• [Assignment] Repeat the whole listing below exactly as it reads.

• [Data shown]
*** Begin section ***

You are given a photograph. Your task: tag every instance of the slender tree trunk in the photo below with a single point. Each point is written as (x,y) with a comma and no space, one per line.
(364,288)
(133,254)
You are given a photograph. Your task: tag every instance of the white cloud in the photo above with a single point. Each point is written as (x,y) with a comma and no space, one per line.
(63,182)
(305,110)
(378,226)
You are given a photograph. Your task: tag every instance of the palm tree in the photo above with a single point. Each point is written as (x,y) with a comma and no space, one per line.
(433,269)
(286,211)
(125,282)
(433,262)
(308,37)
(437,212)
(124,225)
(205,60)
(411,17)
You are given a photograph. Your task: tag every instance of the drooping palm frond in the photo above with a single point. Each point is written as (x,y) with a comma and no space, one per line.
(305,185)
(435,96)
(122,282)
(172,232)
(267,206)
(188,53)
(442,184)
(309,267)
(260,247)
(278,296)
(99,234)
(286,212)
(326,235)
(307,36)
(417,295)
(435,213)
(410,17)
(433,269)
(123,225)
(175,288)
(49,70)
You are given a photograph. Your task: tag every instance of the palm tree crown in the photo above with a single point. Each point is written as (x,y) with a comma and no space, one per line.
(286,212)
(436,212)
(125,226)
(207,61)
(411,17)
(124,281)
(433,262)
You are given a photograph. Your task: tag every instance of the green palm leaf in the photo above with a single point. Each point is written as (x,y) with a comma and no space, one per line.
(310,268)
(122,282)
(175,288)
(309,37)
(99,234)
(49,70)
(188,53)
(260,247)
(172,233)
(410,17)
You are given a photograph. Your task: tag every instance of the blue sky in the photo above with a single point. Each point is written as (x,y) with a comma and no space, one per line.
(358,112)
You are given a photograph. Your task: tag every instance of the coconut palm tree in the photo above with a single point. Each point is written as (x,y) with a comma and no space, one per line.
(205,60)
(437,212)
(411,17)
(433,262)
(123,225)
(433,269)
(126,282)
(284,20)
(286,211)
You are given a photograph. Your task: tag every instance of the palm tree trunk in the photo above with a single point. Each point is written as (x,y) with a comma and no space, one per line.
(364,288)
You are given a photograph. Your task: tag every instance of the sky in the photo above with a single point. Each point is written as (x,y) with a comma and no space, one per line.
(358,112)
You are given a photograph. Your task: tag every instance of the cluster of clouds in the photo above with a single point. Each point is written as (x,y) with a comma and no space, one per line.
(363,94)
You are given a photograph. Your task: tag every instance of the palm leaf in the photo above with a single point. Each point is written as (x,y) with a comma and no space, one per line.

*** End section ***

• [Exercise solution]
You are given a photograph. Your task: tag every instance of the slender tree trunk in the photo below with a single point. Each point is written as (x,y) with a comma and no space, one per line.
(364,288)
(133,254)
You are given a photograph. Your task: tag every instance of the white cloud in the photo above with a single point. Each point is written as (x,y) with a comma and no space, one per line.
(63,182)
(305,110)
(378,226)
You are given a photograph. Your task: tag every instance of the palm tree in the photo above with a single point. Each point is written as (x,y) with a comma and no space, one per line.
(433,269)
(286,211)
(125,282)
(433,262)
(308,37)
(437,212)
(124,225)
(205,60)
(411,17)
You are given a photograph. Your task: tag every instance of the drooping palm frond in the photo above with a single point. Each point is written as (x,y) with a comma and no space, one per line.
(305,185)
(435,96)
(122,282)
(172,232)
(267,206)
(188,53)
(442,184)
(309,267)
(260,247)
(278,296)
(99,234)
(286,212)
(326,235)
(307,36)
(417,295)
(435,213)
(410,17)
(433,269)
(123,225)
(175,288)
(49,70)
You are given a photograph. Your task: tag every instance of the palm tree crown in the photo above with a single point. Each point is written as (x,y) with a comma and no space, one per line.
(286,212)
(436,212)
(125,226)
(207,61)
(411,17)
(124,281)
(433,262)
You are given a photograph. Your task: tag every instance of the green palm leaf in the photo above with a single point. Each point is written as (x,y) with a comma and no space, one per line.
(310,268)
(122,282)
(175,288)
(309,37)
(99,234)
(49,70)
(188,53)
(260,247)
(172,233)
(410,17)
You are given a photograph. Your task: tag every instance of the blue sky in the photo above with a single point. Each point is written as (x,y) with a comma and no space, one per line.
(358,112)
You are given a photograph. Your task: tag every instance of the coconut palm tree in the photo above with a single point. Each point is written as (x,y) with a comma and no space, one per line.
(205,60)
(437,212)
(411,17)
(433,262)
(123,225)
(433,269)
(126,282)
(284,20)
(286,211)
You are given a photograph. Your task: tag every instance of the palm tree trunk in the photo above with a single point. Each point is written as (x,y) with a comma and no space, one per line.
(364,288)
You are given a photograph. Your task: tag every instance of the sky in the photo above with a single point. Each point is written as (x,y) with a comma and no space, one per line.
(358,112)
You are given a photograph. Your task: tag every instance of the cluster of clouds in the photo above with a single point. Each point is written as (x,y) with a comma and no space, one per line.
(363,94)
You are given a photograph. Your task: tag every instance of the palm leaf in the photo above with a single point. Each point is written as (x,y) with a comma and no space, one per line.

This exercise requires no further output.